+++ RECORD SET +++

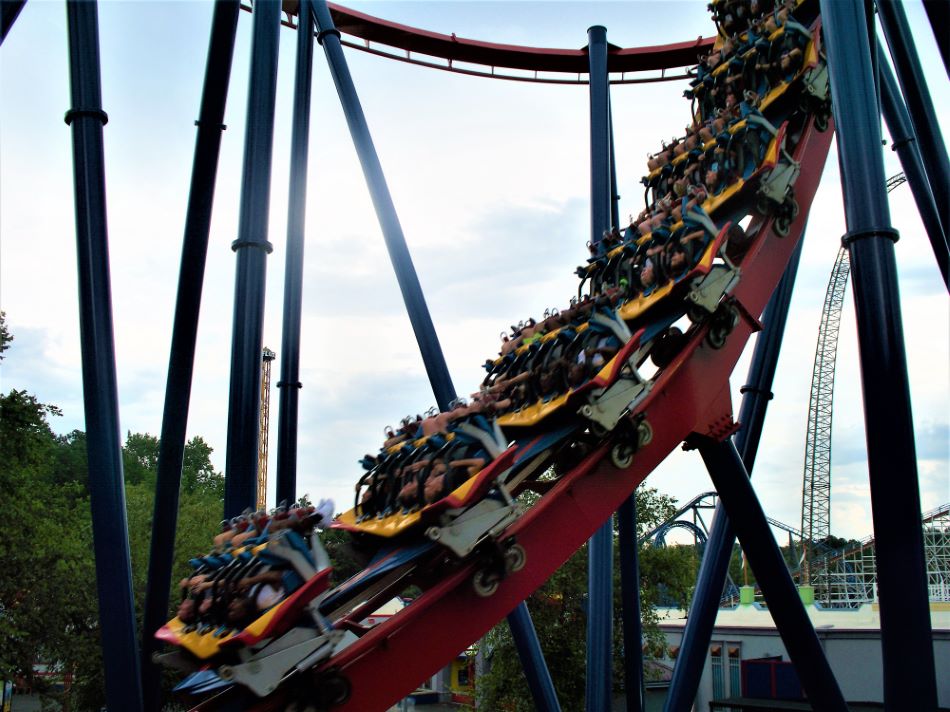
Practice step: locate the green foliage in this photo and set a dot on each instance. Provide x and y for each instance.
(48, 602)
(558, 610)
(5, 336)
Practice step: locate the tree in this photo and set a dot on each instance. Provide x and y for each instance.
(48, 600)
(559, 612)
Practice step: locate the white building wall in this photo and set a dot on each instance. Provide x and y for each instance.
(851, 640)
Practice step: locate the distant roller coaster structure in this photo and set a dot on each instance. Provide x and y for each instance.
(816, 481)
(284, 660)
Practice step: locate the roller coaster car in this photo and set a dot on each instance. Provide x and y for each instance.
(290, 635)
(393, 521)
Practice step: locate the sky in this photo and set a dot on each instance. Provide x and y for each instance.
(490, 179)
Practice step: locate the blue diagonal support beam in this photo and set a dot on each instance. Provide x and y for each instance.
(110, 534)
(909, 680)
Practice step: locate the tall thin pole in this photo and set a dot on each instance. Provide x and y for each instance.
(289, 383)
(419, 317)
(184, 335)
(110, 532)
(721, 539)
(909, 680)
(532, 660)
(630, 600)
(252, 248)
(600, 547)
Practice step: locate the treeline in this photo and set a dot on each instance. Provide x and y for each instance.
(48, 603)
(559, 612)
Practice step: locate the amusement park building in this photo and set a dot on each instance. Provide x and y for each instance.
(747, 659)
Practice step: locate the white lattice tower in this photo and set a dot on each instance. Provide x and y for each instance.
(264, 431)
(816, 485)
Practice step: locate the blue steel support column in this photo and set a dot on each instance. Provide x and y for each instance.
(110, 533)
(630, 602)
(252, 248)
(600, 548)
(614, 195)
(933, 151)
(525, 637)
(184, 333)
(289, 382)
(736, 494)
(600, 149)
(9, 11)
(905, 144)
(412, 295)
(909, 680)
(712, 572)
(529, 652)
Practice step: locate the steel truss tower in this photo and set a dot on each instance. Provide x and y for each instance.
(816, 486)
(267, 356)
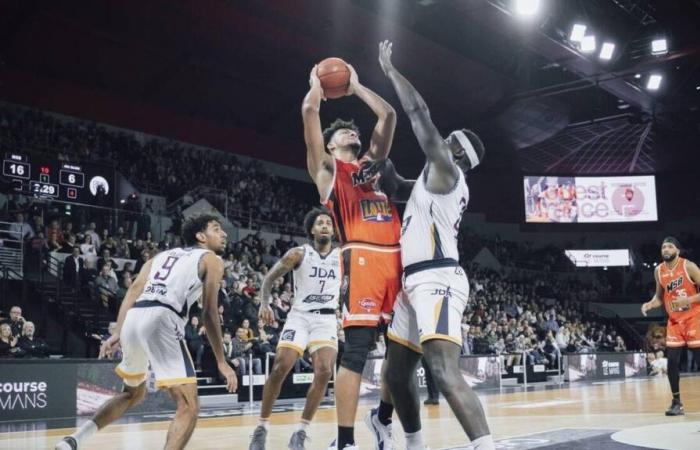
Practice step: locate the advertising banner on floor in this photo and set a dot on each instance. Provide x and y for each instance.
(600, 366)
(561, 199)
(29, 391)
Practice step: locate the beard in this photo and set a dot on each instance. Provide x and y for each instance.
(670, 257)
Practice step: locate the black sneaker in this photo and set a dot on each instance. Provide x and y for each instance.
(676, 409)
(68, 441)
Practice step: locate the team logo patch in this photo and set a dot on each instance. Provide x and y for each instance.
(376, 210)
(368, 304)
(288, 335)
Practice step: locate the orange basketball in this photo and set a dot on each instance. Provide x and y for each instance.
(335, 77)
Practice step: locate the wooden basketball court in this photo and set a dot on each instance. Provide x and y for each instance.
(536, 418)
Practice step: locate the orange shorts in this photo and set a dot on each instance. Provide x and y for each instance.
(371, 281)
(684, 333)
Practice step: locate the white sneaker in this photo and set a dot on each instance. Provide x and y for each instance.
(383, 439)
(334, 446)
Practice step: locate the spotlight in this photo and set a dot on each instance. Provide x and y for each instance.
(654, 82)
(659, 46)
(607, 50)
(588, 44)
(527, 7)
(578, 31)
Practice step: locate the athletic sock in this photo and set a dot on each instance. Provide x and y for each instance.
(346, 436)
(384, 413)
(414, 441)
(85, 431)
(484, 443)
(303, 425)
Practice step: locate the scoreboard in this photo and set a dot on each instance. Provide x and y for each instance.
(41, 176)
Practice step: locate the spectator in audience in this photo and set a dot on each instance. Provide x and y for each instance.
(620, 344)
(32, 346)
(94, 237)
(87, 248)
(242, 349)
(106, 287)
(73, 268)
(195, 342)
(106, 258)
(23, 229)
(16, 322)
(8, 342)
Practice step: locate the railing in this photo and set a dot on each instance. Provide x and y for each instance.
(11, 250)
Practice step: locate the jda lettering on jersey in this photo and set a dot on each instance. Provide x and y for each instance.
(317, 280)
(174, 278)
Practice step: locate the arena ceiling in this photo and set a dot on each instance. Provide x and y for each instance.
(231, 74)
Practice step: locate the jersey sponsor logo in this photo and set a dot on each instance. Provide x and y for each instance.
(313, 298)
(376, 210)
(288, 335)
(674, 284)
(156, 289)
(320, 272)
(368, 304)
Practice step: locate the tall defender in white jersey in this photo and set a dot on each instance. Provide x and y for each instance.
(150, 329)
(435, 292)
(311, 322)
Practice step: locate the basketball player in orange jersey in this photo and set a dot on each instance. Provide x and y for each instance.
(676, 289)
(368, 227)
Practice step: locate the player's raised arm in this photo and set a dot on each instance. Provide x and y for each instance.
(657, 300)
(429, 138)
(286, 264)
(134, 292)
(383, 133)
(318, 161)
(213, 273)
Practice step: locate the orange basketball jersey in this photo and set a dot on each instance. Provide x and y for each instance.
(677, 283)
(362, 212)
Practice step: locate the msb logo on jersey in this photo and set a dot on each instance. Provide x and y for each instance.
(376, 210)
(674, 284)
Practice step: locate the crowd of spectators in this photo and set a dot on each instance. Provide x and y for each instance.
(157, 165)
(18, 339)
(528, 314)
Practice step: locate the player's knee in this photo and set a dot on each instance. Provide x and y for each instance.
(323, 371)
(358, 341)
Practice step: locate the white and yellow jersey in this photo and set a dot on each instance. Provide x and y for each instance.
(174, 278)
(431, 222)
(317, 280)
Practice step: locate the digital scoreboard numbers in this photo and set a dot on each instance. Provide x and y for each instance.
(46, 178)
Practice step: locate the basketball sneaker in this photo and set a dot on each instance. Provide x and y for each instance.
(383, 439)
(297, 440)
(259, 436)
(676, 409)
(334, 446)
(68, 443)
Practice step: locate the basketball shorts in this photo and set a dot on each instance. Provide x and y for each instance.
(431, 305)
(309, 330)
(155, 335)
(684, 332)
(371, 281)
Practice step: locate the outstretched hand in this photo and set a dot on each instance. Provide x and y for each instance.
(385, 57)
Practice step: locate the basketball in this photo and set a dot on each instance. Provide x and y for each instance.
(335, 77)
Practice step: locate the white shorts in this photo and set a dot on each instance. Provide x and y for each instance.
(305, 329)
(156, 335)
(430, 306)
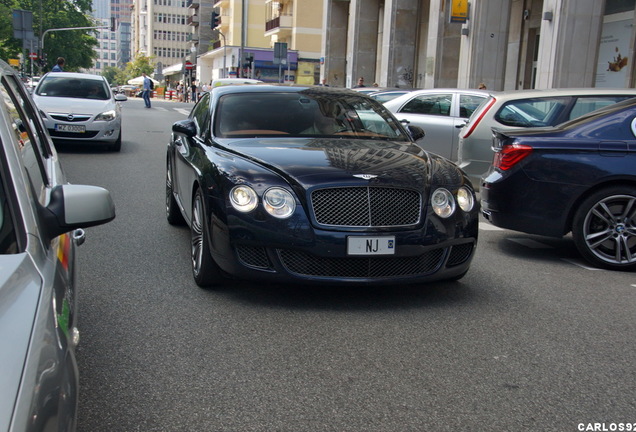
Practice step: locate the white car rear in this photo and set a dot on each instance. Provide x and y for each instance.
(80, 107)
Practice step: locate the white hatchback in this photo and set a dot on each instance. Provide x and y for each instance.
(79, 107)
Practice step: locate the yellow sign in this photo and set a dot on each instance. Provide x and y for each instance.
(459, 11)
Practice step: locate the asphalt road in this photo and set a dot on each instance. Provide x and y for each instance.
(529, 340)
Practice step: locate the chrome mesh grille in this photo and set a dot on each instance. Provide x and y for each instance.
(303, 263)
(366, 206)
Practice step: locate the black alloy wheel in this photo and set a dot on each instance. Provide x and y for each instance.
(604, 228)
(173, 213)
(205, 271)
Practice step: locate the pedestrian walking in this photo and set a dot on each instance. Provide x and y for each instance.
(59, 65)
(194, 91)
(360, 83)
(147, 88)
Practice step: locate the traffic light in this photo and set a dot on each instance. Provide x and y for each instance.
(216, 19)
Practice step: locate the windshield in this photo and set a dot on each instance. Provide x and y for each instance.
(304, 114)
(58, 85)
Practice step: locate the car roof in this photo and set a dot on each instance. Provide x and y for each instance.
(76, 75)
(282, 88)
(526, 94)
(453, 90)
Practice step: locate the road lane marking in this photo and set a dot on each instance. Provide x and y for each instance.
(489, 227)
(580, 264)
(529, 243)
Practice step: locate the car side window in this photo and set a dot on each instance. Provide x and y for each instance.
(201, 115)
(534, 112)
(438, 104)
(586, 104)
(8, 237)
(468, 104)
(25, 137)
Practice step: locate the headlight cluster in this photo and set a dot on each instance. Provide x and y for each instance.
(278, 202)
(106, 116)
(444, 203)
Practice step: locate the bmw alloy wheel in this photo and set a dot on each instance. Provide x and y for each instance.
(605, 228)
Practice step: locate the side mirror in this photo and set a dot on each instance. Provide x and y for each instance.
(185, 127)
(77, 206)
(416, 132)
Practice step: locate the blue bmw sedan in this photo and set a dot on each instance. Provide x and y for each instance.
(578, 177)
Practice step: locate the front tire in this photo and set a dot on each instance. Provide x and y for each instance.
(116, 146)
(604, 228)
(173, 213)
(205, 271)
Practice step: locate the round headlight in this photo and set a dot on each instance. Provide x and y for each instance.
(443, 203)
(465, 199)
(243, 198)
(279, 203)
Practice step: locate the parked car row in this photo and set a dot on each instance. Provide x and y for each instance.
(42, 218)
(306, 185)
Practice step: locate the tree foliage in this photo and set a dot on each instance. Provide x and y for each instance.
(76, 46)
(140, 64)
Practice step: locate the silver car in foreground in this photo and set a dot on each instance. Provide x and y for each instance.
(526, 109)
(440, 112)
(41, 222)
(80, 107)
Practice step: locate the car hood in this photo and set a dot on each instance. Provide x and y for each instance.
(311, 161)
(73, 105)
(20, 286)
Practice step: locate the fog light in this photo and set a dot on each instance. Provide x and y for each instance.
(465, 199)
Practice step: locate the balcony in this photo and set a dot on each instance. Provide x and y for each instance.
(281, 26)
(193, 20)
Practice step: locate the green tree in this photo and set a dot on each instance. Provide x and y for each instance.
(9, 47)
(76, 46)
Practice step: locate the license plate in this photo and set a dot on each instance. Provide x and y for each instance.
(358, 245)
(70, 128)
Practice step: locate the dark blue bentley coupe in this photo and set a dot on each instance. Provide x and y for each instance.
(314, 184)
(578, 177)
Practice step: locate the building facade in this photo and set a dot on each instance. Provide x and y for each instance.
(507, 44)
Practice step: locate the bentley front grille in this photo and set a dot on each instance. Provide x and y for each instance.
(366, 206)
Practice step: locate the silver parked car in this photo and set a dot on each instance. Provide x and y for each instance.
(41, 222)
(440, 112)
(80, 107)
(525, 108)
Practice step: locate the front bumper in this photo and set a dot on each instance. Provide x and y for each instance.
(102, 131)
(423, 255)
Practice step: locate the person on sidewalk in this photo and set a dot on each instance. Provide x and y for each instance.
(59, 65)
(146, 90)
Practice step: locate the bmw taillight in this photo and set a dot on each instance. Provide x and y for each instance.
(510, 155)
(480, 115)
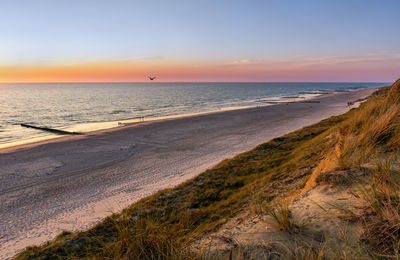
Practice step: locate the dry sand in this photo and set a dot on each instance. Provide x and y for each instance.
(71, 183)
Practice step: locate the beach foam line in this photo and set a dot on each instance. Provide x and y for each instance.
(88, 128)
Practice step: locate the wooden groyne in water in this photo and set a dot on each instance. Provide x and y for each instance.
(52, 130)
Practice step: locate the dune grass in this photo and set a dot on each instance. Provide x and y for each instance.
(164, 225)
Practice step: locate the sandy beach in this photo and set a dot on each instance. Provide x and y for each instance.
(73, 182)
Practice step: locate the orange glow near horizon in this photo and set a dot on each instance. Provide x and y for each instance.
(317, 69)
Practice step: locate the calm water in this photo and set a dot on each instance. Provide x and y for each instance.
(74, 106)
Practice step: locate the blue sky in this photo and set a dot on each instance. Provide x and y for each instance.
(38, 32)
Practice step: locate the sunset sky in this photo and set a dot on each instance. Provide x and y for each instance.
(187, 40)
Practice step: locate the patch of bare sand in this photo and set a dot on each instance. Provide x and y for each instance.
(328, 205)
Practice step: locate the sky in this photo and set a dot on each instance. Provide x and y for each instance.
(199, 41)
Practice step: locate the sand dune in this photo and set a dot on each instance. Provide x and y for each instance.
(73, 182)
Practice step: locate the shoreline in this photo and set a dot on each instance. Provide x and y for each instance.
(97, 127)
(73, 182)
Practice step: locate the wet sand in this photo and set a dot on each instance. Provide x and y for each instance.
(71, 183)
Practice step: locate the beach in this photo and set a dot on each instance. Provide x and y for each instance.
(73, 182)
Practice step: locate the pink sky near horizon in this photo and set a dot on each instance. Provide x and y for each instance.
(372, 67)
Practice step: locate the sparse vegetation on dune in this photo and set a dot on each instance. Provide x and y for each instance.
(364, 141)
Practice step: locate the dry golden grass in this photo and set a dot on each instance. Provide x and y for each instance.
(163, 225)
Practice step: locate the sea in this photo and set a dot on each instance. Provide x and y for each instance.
(84, 107)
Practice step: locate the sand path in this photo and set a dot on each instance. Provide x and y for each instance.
(71, 183)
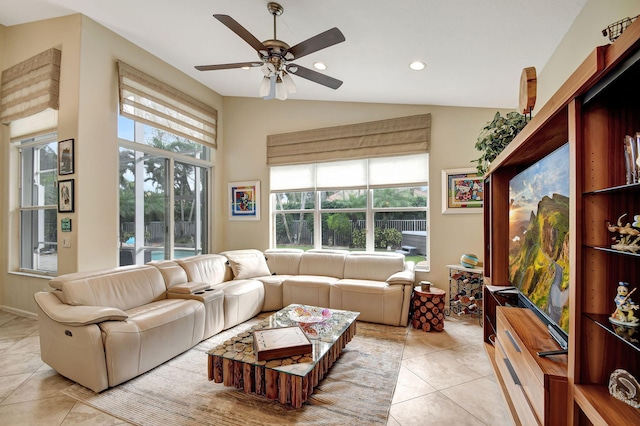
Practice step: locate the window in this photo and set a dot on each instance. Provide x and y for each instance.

+++

● JOB:
Take the line with "Practice step: locate the patch" as the first line and the last line of the records above as the final one; reproduce exactly the lines between them, both included, without pictures.

● FINISHED EXERCISE:
Practice step: locate the patch of bare sand in this photo and set a dot on each instance. Provide x and y for each instance.
(328, 205)
Practice step: locate the sky in this photo and set a dot on each instance. Provide x and y for each instance.
(199, 41)
Practice step: locate the sand dune in this photo and set a dot on each instance. Provide x and y for each instance.
(73, 182)
Practice step: locate the shoreline in this photo and set a dot on each instance. Provide x and y for each instance.
(97, 127)
(73, 182)
Practice step: locate the wet sand in this photo and set a dot on each instance. Provide x and y for each instance.
(71, 183)
Practice step: locate the beach in this photo and set a dot on each instance. Provide x and y for each instance.
(73, 182)
Practice step: locate the pink sky near horizon in this photo and set a dot on each instance. Provide x and y for each instance.
(372, 67)
Practice step: locate the sparse vegetation on dune in this photo and set a dot on each instance. Provide x and y for each instance.
(364, 141)
Practice step: locate the dry golden grass in this photo and set a dot on each instance. Provide x and y for each instance.
(163, 225)
Practice step: locate the sea in this photo and set a dot on each instance. Provide x and y for each instance.
(84, 107)
Practice step: locate the sand path in this photo and set a dot on each instance. Provide x and y for each instance.
(71, 183)
Practice step: locate the window in this photo and set a dot on each instance. Provide x and y for each instance.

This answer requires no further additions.